What is being asked. What is needed is every line of the material that contains "bunch".

Working data.

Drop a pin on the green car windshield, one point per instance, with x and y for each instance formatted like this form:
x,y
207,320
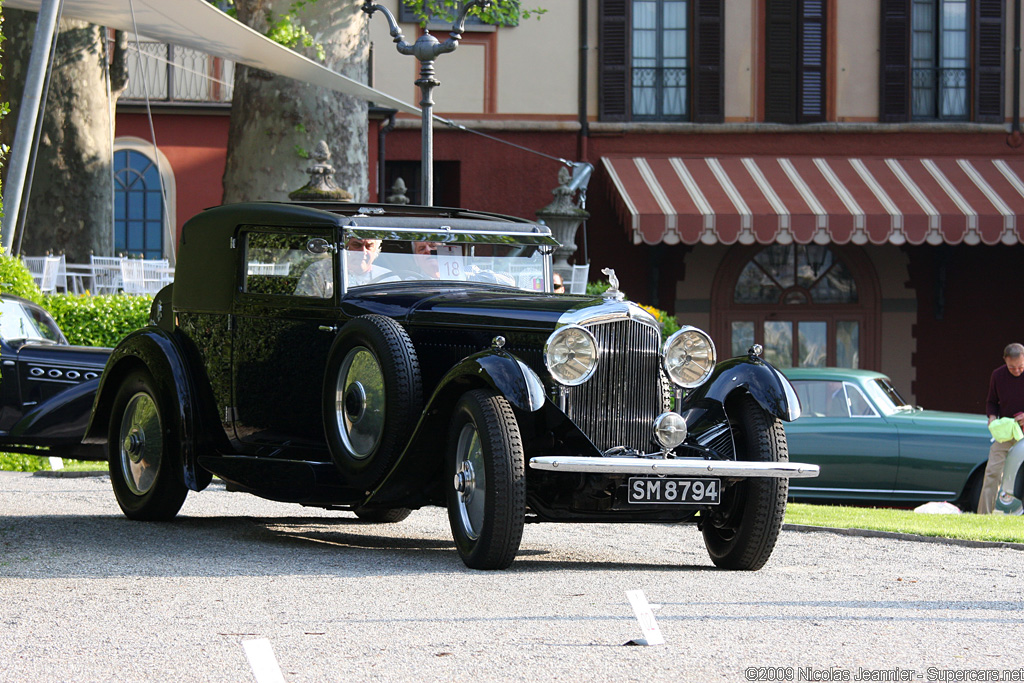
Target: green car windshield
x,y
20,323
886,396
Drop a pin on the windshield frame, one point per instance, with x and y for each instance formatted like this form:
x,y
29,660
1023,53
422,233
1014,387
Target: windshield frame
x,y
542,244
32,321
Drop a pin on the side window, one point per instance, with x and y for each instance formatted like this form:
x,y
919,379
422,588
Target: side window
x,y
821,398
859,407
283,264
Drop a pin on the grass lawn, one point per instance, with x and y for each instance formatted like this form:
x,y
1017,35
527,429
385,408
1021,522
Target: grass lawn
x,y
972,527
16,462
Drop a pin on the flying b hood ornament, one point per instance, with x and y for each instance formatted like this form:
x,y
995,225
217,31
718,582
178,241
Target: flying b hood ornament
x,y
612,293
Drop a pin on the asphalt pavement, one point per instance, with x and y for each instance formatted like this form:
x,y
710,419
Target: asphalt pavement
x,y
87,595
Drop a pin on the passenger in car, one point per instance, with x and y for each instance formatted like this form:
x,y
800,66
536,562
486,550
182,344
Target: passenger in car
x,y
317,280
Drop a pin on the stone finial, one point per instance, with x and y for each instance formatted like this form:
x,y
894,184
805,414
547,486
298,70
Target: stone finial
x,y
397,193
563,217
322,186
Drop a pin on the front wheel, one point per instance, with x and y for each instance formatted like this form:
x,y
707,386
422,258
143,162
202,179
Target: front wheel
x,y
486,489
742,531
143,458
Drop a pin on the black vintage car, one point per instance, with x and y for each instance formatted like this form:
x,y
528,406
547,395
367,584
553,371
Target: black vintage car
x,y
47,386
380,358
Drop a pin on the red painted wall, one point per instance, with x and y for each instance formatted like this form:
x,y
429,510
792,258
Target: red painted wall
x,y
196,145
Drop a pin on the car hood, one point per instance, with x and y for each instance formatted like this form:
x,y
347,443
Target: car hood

--

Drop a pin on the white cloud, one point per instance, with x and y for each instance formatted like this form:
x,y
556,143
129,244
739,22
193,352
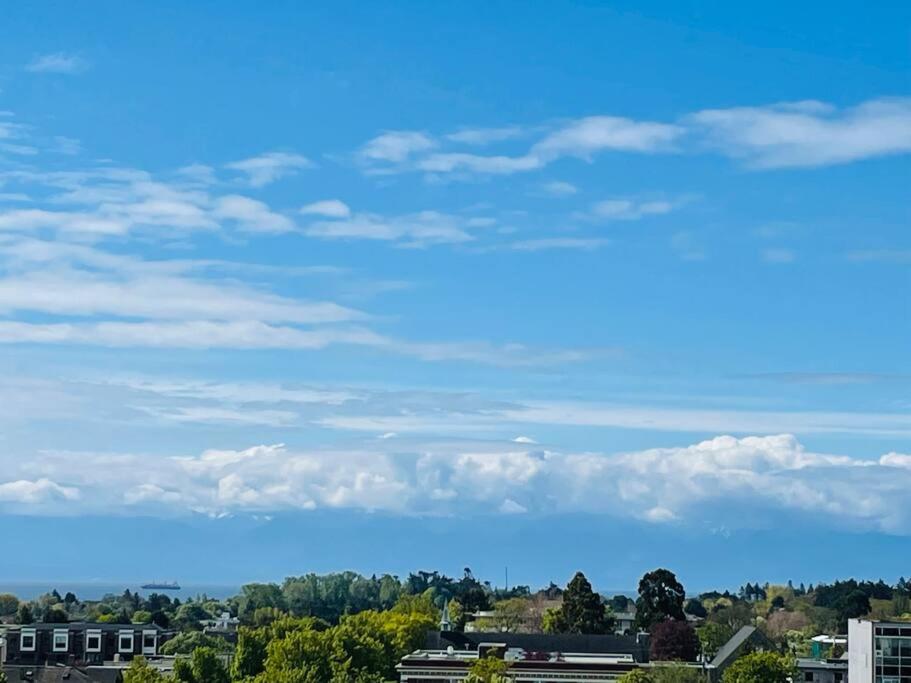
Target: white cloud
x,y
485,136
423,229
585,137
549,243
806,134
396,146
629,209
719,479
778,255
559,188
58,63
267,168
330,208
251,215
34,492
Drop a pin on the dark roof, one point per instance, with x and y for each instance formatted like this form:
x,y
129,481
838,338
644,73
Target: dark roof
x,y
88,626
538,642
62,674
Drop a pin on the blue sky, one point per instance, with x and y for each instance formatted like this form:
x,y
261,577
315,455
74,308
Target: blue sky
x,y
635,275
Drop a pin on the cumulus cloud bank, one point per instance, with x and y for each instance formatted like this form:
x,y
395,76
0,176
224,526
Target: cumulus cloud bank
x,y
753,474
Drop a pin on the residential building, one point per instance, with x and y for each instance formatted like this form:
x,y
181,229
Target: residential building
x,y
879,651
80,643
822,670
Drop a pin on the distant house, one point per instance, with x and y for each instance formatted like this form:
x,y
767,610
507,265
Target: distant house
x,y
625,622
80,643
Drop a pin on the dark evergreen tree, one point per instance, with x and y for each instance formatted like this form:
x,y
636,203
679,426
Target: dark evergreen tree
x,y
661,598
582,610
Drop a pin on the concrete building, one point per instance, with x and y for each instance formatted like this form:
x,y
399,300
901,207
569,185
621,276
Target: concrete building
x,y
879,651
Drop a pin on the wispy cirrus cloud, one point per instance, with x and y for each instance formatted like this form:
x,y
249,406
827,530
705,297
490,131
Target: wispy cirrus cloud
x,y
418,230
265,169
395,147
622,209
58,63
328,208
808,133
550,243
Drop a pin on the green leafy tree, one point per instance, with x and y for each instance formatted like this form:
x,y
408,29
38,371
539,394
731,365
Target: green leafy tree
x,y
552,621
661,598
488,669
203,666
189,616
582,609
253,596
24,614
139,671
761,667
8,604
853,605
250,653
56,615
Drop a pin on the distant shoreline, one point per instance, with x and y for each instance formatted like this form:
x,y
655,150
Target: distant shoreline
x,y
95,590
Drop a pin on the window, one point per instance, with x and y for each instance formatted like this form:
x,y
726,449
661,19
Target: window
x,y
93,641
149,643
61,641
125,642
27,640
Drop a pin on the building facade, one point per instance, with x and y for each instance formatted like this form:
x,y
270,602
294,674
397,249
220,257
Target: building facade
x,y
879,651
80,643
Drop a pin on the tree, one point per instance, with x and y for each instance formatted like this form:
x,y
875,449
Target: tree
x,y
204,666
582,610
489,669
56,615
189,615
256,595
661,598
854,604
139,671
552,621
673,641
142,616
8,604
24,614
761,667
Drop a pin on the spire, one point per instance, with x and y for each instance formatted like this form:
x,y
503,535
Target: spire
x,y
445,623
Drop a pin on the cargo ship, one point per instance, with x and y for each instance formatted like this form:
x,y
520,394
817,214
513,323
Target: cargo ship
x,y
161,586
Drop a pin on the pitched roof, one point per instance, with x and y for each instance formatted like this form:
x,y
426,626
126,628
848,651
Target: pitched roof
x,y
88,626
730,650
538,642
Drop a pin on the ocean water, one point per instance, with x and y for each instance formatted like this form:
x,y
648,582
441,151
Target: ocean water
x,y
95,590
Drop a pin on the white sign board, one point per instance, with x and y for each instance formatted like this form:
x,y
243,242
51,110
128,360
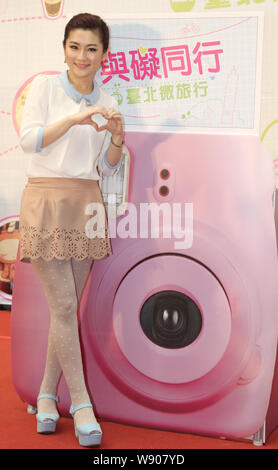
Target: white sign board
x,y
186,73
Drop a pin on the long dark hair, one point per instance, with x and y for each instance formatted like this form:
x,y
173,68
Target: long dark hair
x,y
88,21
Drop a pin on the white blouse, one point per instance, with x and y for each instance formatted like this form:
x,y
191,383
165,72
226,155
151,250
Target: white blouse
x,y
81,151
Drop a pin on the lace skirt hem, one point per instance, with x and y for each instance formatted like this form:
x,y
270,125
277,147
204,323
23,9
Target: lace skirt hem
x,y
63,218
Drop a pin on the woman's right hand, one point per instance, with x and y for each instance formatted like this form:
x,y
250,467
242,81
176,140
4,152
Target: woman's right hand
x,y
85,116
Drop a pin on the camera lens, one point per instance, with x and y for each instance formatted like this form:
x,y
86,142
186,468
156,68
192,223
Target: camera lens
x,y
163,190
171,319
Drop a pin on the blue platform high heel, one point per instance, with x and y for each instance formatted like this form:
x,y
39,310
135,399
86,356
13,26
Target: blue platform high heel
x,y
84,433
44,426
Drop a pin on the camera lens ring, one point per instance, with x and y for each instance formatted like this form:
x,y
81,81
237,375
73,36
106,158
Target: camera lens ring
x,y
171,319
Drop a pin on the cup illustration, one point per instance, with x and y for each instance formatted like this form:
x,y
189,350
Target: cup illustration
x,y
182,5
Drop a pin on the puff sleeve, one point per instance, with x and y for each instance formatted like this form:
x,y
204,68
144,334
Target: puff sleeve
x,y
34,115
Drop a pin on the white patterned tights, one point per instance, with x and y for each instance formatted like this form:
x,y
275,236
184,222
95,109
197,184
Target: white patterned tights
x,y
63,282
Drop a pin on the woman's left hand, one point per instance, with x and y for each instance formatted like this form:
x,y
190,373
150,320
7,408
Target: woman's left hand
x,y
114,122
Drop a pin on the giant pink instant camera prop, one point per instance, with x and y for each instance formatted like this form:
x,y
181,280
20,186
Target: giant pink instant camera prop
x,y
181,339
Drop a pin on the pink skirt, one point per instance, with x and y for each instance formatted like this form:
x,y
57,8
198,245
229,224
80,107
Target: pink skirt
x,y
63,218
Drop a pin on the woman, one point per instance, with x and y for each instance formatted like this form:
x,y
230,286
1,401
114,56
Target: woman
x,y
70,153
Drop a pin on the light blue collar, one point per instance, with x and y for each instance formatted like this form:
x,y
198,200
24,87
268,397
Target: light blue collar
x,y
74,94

--

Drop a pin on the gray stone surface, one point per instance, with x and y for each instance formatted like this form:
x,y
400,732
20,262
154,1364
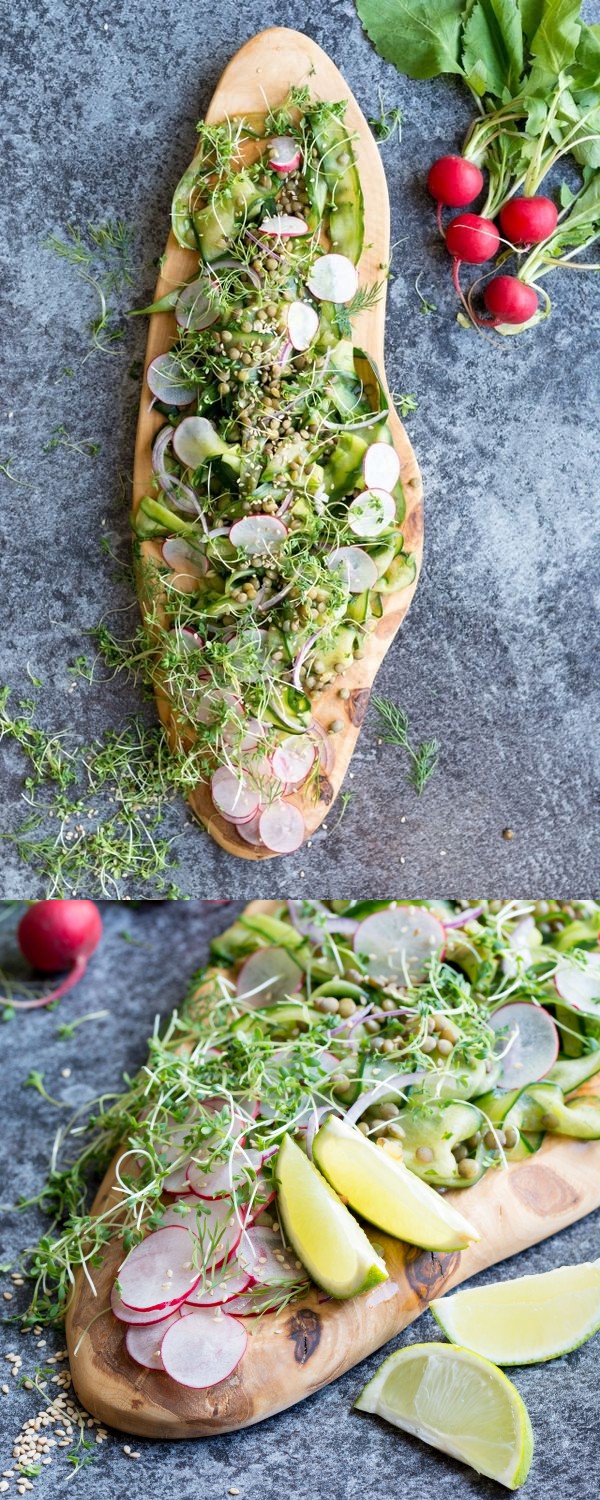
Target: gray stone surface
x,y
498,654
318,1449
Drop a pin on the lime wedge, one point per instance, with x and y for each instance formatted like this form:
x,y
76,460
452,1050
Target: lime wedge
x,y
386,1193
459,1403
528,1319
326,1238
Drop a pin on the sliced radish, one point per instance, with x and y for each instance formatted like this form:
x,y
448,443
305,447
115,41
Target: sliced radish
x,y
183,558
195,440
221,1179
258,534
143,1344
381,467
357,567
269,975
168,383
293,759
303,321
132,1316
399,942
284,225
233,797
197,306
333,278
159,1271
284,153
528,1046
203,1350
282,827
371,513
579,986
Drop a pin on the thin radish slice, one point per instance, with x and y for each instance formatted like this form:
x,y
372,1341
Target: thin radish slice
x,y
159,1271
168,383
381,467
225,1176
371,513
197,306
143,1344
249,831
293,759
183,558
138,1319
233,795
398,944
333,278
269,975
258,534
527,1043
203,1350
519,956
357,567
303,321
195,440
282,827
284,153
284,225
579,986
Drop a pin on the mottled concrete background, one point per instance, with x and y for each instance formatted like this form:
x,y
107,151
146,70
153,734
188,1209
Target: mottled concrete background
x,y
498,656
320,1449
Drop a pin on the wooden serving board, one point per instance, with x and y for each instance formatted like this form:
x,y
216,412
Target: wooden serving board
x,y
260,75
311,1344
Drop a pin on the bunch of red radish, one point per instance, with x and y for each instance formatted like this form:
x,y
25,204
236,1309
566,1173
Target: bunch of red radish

Answer space.
Drop a pin on the bunch of red radish, one point per instance, with x and y for each instance formatted like this form:
Target: bunch of red radish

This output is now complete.